**Exercise inputs:**
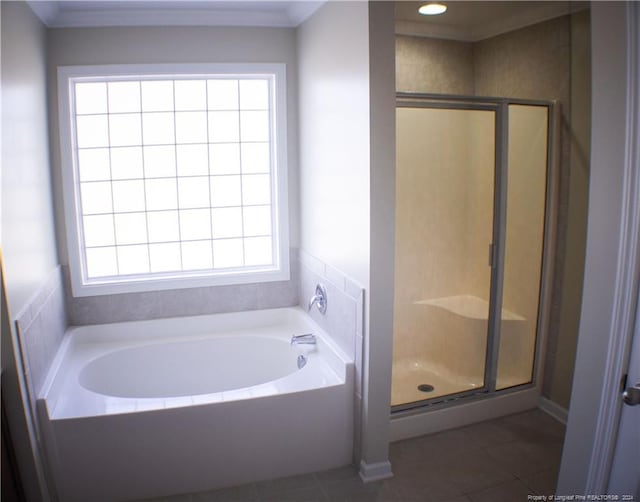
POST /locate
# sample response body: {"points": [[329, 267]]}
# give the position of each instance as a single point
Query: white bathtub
{"points": [[155, 408]]}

**Exercise description:**
Make an exact copy of the whole listing, but don't bring over any pictures.

**Task result:**
POST /locate
# sample response body: {"points": [[329, 267]]}
# give the position of each instance as a single point
Query: white bathtub
{"points": [[155, 408]]}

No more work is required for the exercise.